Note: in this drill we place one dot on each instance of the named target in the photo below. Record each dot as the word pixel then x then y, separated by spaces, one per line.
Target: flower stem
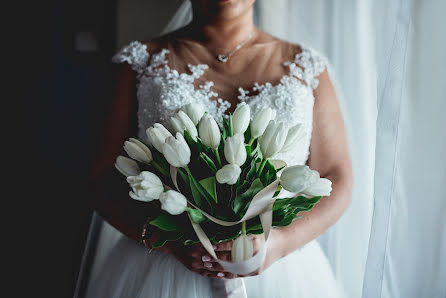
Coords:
pixel 251 140
pixel 262 165
pixel 217 155
pixel 159 168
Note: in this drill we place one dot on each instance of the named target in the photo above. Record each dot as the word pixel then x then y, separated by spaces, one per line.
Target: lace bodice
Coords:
pixel 162 91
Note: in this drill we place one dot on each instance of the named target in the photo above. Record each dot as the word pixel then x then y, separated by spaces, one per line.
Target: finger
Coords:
pixel 224 255
pixel 249 274
pixel 257 242
pixel 223 275
pixel 224 246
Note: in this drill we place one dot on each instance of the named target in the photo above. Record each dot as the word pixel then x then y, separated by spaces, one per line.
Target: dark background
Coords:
pixel 65 80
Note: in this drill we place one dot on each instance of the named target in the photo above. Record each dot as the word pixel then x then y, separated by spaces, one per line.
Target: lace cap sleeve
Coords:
pixel 134 54
pixel 307 66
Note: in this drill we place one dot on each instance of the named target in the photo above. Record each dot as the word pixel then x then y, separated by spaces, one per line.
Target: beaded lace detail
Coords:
pixel 162 91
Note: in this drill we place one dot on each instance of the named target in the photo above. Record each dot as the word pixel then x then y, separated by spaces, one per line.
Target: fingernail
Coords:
pixel 205 258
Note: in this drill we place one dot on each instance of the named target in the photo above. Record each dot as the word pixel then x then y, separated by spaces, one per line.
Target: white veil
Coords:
pixel 181 18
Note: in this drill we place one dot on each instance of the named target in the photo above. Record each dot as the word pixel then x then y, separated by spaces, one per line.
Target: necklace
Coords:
pixel 224 57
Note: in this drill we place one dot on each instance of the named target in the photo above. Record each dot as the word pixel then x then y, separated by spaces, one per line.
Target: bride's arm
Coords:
pixel 109 188
pixel 330 157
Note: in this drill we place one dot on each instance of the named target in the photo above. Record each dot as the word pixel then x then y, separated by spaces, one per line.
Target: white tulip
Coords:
pixel 181 122
pixel 272 140
pixel 241 118
pixel 322 187
pixel 260 121
pixel 297 178
pixel 173 202
pixel 242 249
pixel 235 151
pixel 294 135
pixel 228 174
pixel 146 187
pixel 194 111
pixel 157 135
pixel 176 151
pixel 138 151
pixel 209 131
pixel 127 166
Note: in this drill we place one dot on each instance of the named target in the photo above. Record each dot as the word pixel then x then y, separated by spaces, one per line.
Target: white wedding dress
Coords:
pixel 126 269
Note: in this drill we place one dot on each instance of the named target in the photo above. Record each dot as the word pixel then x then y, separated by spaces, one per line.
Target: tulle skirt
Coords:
pixel 125 269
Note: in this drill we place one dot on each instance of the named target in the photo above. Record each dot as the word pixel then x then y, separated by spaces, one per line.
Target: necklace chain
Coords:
pixel 224 57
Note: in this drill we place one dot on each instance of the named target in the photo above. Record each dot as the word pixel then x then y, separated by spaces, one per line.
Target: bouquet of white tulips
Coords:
pixel 227 177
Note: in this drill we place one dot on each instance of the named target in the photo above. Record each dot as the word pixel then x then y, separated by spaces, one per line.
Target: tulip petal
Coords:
pixel 127 166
■ ■ ■ ■ ■ ■ ■
Action item:
Repeat each entry above exactly, passing over any images.

Solution to this task:
Note: in this drill we place one dot on each instance of the named target in the photo below. Record each dot as the word pixel then x then y, separated by spaces, one per line.
Target: flower stem
Coords:
pixel 251 140
pixel 262 165
pixel 217 155
pixel 159 168
Note: in this drill we place one dot on each instance of the named target in the photo above. Record each dot as the word pixel then x then y, separated by spaces, one per line.
Target: lace bodice
Coords:
pixel 162 91
Note: in this drill we place one dot on each instance of the named target in the photo above. Record each dot as the word pixel then x then y, separated by spaces, one per line.
Target: finger
Coords:
pixel 224 255
pixel 249 274
pixel 257 242
pixel 223 275
pixel 224 246
Note: in this drill we place one dot on each instance of the named target in the photo above. Record each dot as the word pixel then x then y, separated by spaces, one per line.
Target: dark background
Coords:
pixel 65 80
Note: in this drill we place one dot on each instance of the named target in the photo above. Record each dot as the word pixel then x then y, separated by spaces, one per line.
Target: lace cap sleeve
Coords:
pixel 134 54
pixel 307 66
Note: in this drill we place one dot on each instance of the named target in the photo above. Record each dot as the word pixel then x then y, separated by spaces, one per line.
Target: beaded lace detail
Coords:
pixel 162 91
Note: in this drill we place one dot on each instance of the named target in the photo above. Record each dot as the word pixel then x then y, separated by spaces, one per line.
Target: fingernail
Coords:
pixel 205 258
Note: in this drill we place one dot on each instance of the named target in the photo above. Record each dot as the word pixel then x then y, separated by spaces, one per line.
Target: white veil
Coords:
pixel 181 18
Note: in this drill we place one dot on each instance of the named target in the photo above. Record each dot as the word pixel then x then y, separated by spaces, one per line.
Target: necklace
Coords:
pixel 224 57
Note: in this drill we place one dot on each instance of the named target in the photo above. Record each dot as the word pixel then x then y, separated by spaces, one per line.
Target: bride's arm
Coords:
pixel 109 188
pixel 330 157
Note: in this drill we place one dot on each instance of the named target in the photo above. Record each dot as the word pixel then x then y, separated by spaces, one per line.
Target: white tulip
Coords:
pixel 181 122
pixel 272 140
pixel 241 118
pixel 322 187
pixel 260 121
pixel 297 178
pixel 173 202
pixel 242 249
pixel 235 151
pixel 294 135
pixel 228 174
pixel 146 187
pixel 194 111
pixel 157 135
pixel 176 151
pixel 138 151
pixel 209 131
pixel 127 166
Note: in this drill we place one dot on each instance of the named target in the photo above. Record each dot as the word pixel then x then y, separated by spaces, one per line.
Target: white wedding dress
Coords:
pixel 126 269
Note: in this drill we place one dot on each instance of the named target in the photo above. Record each dot as the word pixel then x then y, separated by spaces, one per line.
Target: tulle skirt
Coords:
pixel 125 269
Note: in this drill we place one dot on each instance of the named target in the photo above. Record each dot as the word pixel then x then y, separated by spaces, one per line.
Target: necklace chain
Coords:
pixel 224 57
Note: in this drill we place one dot on each instance of the named target in the photo above. Record each dot as the word pixel then x then y, separated by spaces, one per line.
Target: bouquet of white tulips
Coords:
pixel 227 177
Note: in this drill we place one dot on each instance of the named target in the photo above. Record each dot as the word pixel then x then y, separated by spaces, one per line.
Target: tulip petal
Coords:
pixel 127 166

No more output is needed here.